Extrait choisi:
· · ·

La saga judiciaire opposant les ayants-droits de Frida Kahlo à la Frida Kahlo Corporation, la société de commercialisation des visuels à l’effigie de la peintre depuis 2004, continue ! Notre équipe Propriété Intellectuelle fait le point sur les derniers épisodes, et les leçons à en tirer.

Depuis plusieurs années, les ayants-droits de la célèbre artiste-peintre Frida Kahlo considèrent que le contrat de cession de marques, conclu en 2004 avec la Frida Kahlo Corporation, serait régulièrement violé.

En effet, selon eux, la Frida Kahlo Corporation exploiterait l’image et le nom de Frida Kahlo pour désigner des produits qui ne relèveraient pas du champ contractuel.

Tandis que, toujours selon eux, l’accord déterminerait et limiterait les catégories de produits pour lesquelles l’image et le nom de Frida Kahlo pourraient être exploités, la Frida Kahlo Corporation considère quant à elle que l’accord ne prévoirait aucune limitation matérielle – en termes de types de produits – ni territoriale.

Cette différence d’interprétation du contrat a conduit la Frida Kahlo Corporation, depuis 2004, à déposer – et à exploiter – l’image et le nom de l’artiste à titre de marques sans aucune limitation, et à contracter des licences de ses marques au profit de tiers, dans le monde entier.

· · ·

Consigne A: Recopiez le passage de l'extrait sur la Frida Kahlo Corporation allant de « La saga judiciaire » à « serait régulièrement violé. ».
L'extrait et les lignes qui suivent n'ont aucun lien entre eux.

Données d'entrée:
· · ·

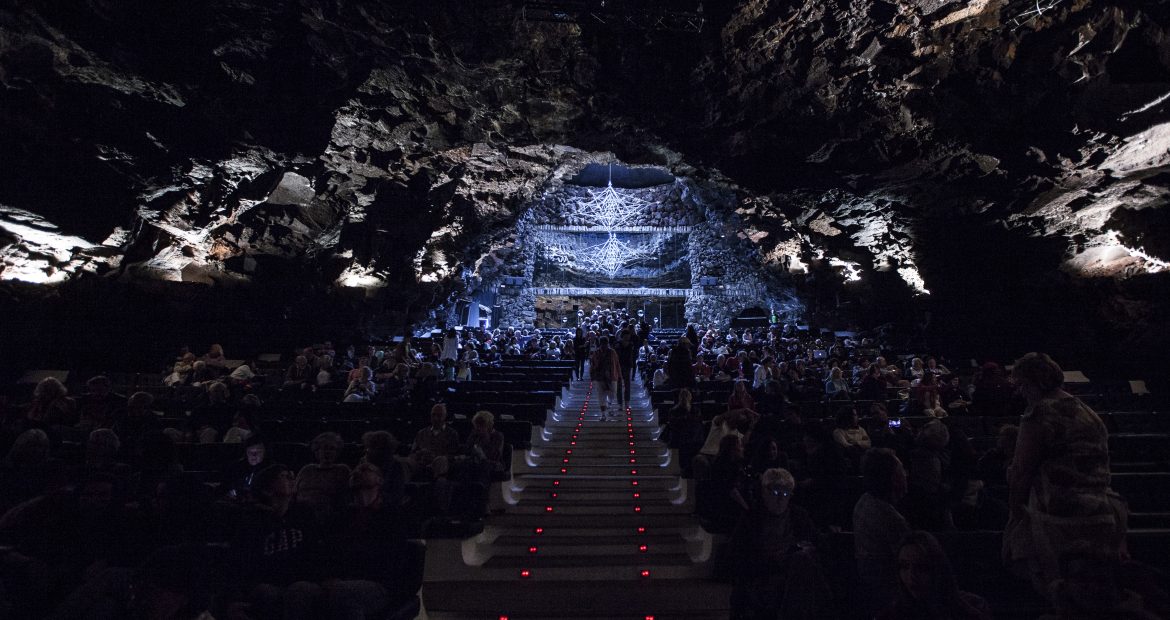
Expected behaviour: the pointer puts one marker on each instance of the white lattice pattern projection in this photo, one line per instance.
(611, 256)
(610, 208)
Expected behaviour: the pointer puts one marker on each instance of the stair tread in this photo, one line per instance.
(549, 562)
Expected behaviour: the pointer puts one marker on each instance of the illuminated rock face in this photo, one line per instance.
(881, 155)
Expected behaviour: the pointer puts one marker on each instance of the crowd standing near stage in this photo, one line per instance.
(104, 518)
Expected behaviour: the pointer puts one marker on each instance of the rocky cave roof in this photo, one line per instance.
(985, 163)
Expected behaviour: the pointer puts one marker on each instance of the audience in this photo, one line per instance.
(1059, 479)
(878, 528)
(927, 589)
(102, 474)
(319, 486)
(773, 555)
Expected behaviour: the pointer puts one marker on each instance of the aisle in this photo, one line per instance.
(596, 523)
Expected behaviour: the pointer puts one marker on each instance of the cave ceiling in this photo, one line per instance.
(393, 144)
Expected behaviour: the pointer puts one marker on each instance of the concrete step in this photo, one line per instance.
(536, 495)
(631, 558)
(539, 600)
(599, 459)
(597, 448)
(590, 546)
(549, 481)
(562, 521)
(598, 509)
(548, 539)
(613, 470)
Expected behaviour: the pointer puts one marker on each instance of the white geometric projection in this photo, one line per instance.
(611, 256)
(610, 208)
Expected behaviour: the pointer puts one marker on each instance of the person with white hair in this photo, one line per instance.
(775, 567)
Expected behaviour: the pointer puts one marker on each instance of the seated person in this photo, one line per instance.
(741, 399)
(486, 446)
(435, 441)
(277, 551)
(850, 435)
(300, 376)
(886, 433)
(214, 415)
(137, 421)
(927, 498)
(321, 484)
(879, 528)
(365, 556)
(927, 585)
(241, 427)
(951, 395)
(362, 388)
(701, 369)
(52, 405)
(728, 496)
(685, 422)
(98, 405)
(773, 557)
(837, 385)
(924, 398)
(102, 456)
(380, 448)
(240, 477)
(215, 357)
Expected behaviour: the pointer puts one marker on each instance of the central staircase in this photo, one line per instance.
(594, 523)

· · ·

Consigne B: Renommez « central staircase » en « main staircase » dans les lignes de données, de celle qui contient « person in this photo, one line per instance. » jusqu'à la dernière. Redonnez uniquement ces lignes, sans autre modification.

Solution détaillée A:
La saga judiciaire opposant les ayants-droits de Frida Kahlo à la Frida Kahlo Corporation, la société de commercialisation des visuels à l’effigie de la peintre depuis 2004, continue ! Notre équipe Propriété Intellectuelle fait le point sur les derniers épisodes, et les leçons à en tirer.

Depuis plusieurs années, les ayants-droits de la célèbre artiste-peintre Frida Kahlo considèrent que le contrat de cession de marques, conclu en 2004 avec la Frida Kahlo Corporation, serait régulièrement violé.

Solution détaillée B:
Expected behaviour: the pointer puts one marker on each instance of the seated person in this photo, one line per instance.
(741, 399)
(486, 446)
(435, 441)
(277, 551)
(850, 435)
(300, 376)
(886, 433)
(214, 415)
(137, 421)
(927, 498)
(321, 484)
(879, 528)
(365, 556)
(927, 585)
(241, 427)
(951, 395)
(362, 388)
(701, 369)
(52, 405)
(728, 496)
(685, 422)
(98, 405)
(773, 557)
(837, 385)
(924, 398)
(102, 456)
(380, 448)
(240, 477)
(215, 357)
Expected behaviour: the pointer puts one marker on each instance of the main staircase in this photo, one line per instance.
(594, 523)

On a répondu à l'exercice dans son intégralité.